**Extract to read**
“Breathe in; breathe out,” a calm voice inside my head repeats as I gasp for air on the train platform at Union Station. With every breath of air, my chest begins to tighten, and as I exhale, I see a white puff escape my mouth, only to drift away with the cold winter winds. The voice instructing me to breathe starts to become muffled as other thoughts begin to invade my head.

One of them says, “You’re going to be late for class.”

Then another begins to speak: “The next train is coming in an hour; now, your entire schedule is behind,” and another pipes up, “Everyone is watching you.”

The first semester of my second year at university consisted of breakdowns before exams, frequent panic attacks, and general stress from life’s daily shenanigans. But, by the time my second semester had rolled around, I was able to manage my anxiety with the help of doctors and therapists.

However, as March quickly approached, the world braced itself for the effects of a deadly infectious disease, bringing itself to a sudden halt as institutions scrambled to adjust their operations to a new reality.

In the midst of all this mayhem, I remained calm. Moving daily tasks onto an online platform, I traded awkward glances, self-conscious thoughts, and butterflies in my stomach for a small cube-of-an-apartment with my name on it. The pandemic gave me the chance to hide and avoid every situation that would usually cause me stress.

Although attending doctor’s appointments and classes online was still anxiety-inducing, being hidden behind a computer screen gave me the option to just not show up. Attending activities online made it easier for me to opt out of being seen.

Despite feeling as though I had my anxiety under control during lockdown, I achieved the opposite. I was able to confine myself to my safe zone — my room — and do what I do best: avoid situations that are necessary for my personal development. Not showing up to classes or doctor’s appointments — ones that I had booked online because I was too nervous to show up — undid the work I had done with my therapist.

**Items stored from a collection**
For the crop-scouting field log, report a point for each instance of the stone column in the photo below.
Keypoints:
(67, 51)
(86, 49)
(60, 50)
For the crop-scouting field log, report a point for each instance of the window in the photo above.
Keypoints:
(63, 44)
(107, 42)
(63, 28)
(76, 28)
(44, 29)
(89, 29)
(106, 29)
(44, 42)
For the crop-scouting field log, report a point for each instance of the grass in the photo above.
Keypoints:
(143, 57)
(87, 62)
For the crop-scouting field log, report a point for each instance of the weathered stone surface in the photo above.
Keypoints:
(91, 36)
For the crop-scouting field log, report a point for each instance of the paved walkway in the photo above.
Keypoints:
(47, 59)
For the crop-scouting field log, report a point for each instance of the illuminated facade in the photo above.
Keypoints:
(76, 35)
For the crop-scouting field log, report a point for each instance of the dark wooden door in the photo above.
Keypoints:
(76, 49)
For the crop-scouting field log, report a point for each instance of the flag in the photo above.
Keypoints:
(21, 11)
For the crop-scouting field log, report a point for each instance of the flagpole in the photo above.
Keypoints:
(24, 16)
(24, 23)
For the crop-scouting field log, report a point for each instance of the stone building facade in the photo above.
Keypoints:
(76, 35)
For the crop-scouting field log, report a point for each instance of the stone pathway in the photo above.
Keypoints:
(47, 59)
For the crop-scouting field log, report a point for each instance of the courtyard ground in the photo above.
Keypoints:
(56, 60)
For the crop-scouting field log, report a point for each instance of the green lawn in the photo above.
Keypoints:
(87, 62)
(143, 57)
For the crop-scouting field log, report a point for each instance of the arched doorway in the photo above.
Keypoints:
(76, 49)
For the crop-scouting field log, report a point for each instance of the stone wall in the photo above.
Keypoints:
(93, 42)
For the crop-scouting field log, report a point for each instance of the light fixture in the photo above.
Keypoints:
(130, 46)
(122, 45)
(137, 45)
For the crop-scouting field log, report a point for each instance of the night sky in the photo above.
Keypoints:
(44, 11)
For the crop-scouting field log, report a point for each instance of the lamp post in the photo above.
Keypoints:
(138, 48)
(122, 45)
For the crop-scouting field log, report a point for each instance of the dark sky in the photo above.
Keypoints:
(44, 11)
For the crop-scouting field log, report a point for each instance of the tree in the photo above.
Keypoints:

**How to complete this task**
Repeat the passage of the anxiety essay between "Although attending doctor’s" and "of being seen.", inclusive. This material was taken from a separate source.

**Answer to this problem**
Although attending doctor’s appointments and classes online was still anxiety-inducing, being hidden behind a computer screen gave me the option to just not show up. Attending activities online made it easier for me to opt out of being seen.